╭─ Source extract
You can feel the energy and the buzz, you can hear people chattering away about new programme plans and forthcoming interviews; the telephones are ringing and the entire place is buzzing with excitement. You can hear all of this, but not see much really, since the reception room is cornered off from the rest of the station.

How appropriate for a media outlet that deals with sound. A radio is playing, no, make that more than one radio, and a presenter’s lively voice comes across the airwaves. “This is Bassie Montewa, on Bush Radio - 89.5 FM....” He plays a latest release by a well-known South African musician, and then introduces a guest he’s about to interview. Today, Bush Radio is talking about drug abuse.

Diversity

This is Bush Radio, broadcasting on 89.5FM. The station has been broadcasting since 9 August 1995, and it’s still going strong. For five years, Bush broadcast twelve hours each day, but since June of 2000, the station has been broadcasting twenty-four hours a day. (1) That’s twenty-four hours of information, education and entertainment.

Bush Radio broadcasts to the Cape Metropolitan area, but more specifically, its target audience is the residents of the Cape Flats, where the most impoverished areas in Cape Town are. But who is Bush Radio’s audience exactly? Ask the station’s director, Zane Ibrahim, and the response you’d probably get is, “Well, that depends on what time of the day you’re talking about!”.
╰─
╭─ Records
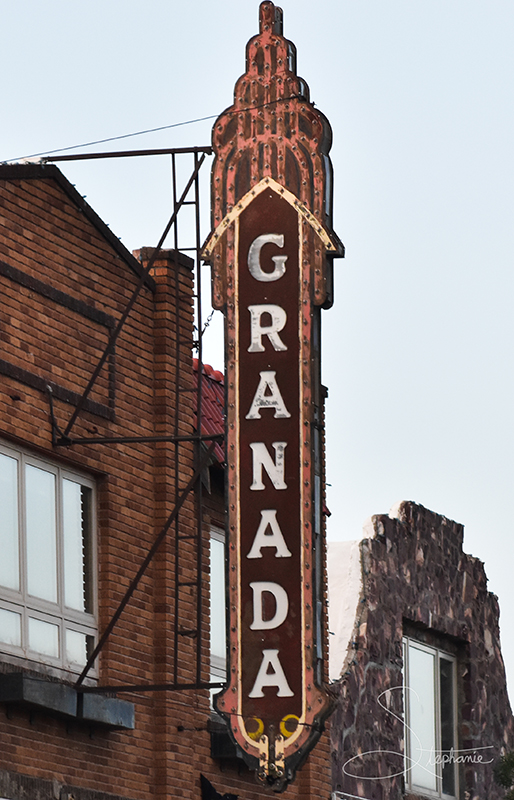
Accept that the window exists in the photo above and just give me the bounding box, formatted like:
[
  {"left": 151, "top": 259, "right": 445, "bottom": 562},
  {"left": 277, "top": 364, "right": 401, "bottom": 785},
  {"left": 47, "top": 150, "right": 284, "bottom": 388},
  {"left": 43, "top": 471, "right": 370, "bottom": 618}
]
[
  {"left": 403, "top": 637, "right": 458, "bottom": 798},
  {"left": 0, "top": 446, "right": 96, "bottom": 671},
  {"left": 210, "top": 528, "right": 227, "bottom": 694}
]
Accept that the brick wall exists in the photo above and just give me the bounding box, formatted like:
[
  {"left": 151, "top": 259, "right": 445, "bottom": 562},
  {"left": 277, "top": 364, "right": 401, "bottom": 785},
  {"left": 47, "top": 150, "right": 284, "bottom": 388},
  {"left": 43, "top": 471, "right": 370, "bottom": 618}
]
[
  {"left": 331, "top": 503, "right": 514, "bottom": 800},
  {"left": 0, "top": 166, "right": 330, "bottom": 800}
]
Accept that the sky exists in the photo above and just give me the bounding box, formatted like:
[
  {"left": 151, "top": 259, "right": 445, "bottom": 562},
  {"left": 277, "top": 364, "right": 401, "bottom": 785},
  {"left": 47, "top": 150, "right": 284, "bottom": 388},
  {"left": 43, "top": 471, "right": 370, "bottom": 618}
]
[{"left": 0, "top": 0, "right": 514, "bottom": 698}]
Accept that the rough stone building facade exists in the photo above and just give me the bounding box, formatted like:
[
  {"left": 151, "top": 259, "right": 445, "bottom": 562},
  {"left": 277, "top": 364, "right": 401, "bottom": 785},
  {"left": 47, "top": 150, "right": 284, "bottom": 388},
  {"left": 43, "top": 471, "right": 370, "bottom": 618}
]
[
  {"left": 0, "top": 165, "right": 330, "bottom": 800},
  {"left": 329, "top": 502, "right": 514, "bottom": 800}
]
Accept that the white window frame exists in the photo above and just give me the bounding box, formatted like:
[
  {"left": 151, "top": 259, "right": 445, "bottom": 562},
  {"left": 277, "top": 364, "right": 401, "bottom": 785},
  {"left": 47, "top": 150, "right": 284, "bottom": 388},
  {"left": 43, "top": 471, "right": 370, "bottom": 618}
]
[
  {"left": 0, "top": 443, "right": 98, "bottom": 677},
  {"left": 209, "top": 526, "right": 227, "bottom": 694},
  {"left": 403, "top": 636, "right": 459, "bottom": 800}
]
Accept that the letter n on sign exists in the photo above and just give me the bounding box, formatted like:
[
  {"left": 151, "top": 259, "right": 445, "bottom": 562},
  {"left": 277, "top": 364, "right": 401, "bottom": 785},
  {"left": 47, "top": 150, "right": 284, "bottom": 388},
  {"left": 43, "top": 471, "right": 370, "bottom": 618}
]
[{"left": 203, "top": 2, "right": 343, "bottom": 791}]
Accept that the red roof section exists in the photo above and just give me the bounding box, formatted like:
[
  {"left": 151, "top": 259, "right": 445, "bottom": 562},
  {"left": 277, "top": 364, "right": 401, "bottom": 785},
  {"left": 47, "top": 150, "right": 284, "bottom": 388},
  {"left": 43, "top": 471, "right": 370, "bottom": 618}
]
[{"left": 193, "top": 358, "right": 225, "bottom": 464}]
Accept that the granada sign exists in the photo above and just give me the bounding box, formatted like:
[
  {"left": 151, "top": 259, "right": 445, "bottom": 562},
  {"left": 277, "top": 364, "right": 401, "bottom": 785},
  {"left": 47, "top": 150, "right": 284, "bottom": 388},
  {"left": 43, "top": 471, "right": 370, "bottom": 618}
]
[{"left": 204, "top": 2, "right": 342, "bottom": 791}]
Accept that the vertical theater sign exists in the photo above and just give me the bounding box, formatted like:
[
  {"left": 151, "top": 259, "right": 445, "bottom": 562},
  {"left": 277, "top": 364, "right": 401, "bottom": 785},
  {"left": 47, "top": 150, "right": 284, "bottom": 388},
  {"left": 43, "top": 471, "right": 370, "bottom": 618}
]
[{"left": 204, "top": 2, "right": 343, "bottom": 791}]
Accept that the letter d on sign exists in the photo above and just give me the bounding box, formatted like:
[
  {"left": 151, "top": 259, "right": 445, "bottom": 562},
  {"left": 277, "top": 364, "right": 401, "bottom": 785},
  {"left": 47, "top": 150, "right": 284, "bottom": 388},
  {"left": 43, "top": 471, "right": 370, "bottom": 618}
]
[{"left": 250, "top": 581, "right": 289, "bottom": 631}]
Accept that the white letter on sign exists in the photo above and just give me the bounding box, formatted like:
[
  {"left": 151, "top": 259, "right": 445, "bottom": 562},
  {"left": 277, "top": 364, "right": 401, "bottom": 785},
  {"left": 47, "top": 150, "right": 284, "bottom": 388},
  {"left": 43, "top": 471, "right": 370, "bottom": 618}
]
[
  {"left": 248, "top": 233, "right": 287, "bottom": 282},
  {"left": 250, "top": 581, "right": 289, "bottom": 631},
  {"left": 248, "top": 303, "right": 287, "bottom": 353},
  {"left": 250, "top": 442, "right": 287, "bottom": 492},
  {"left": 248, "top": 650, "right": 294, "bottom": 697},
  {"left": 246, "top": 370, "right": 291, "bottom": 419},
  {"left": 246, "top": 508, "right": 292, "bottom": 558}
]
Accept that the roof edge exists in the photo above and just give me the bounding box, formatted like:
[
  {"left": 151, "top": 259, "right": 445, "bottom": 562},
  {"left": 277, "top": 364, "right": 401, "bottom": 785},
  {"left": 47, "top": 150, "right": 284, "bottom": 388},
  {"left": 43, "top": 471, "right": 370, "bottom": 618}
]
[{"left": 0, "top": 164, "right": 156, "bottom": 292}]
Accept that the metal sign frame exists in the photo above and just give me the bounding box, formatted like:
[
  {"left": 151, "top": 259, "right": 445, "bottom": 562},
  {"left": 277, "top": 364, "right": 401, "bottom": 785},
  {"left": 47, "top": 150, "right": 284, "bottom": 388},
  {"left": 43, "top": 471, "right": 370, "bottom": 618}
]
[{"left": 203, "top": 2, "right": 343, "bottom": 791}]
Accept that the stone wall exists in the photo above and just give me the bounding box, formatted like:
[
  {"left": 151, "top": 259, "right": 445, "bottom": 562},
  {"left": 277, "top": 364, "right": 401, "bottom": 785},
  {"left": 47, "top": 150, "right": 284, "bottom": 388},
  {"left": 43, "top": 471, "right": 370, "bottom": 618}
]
╰─
→ Given task: In the text about Bush Radio, since when has the station been broadcasting twenty-four hours a day?

→ Solved problem: Since June 2000.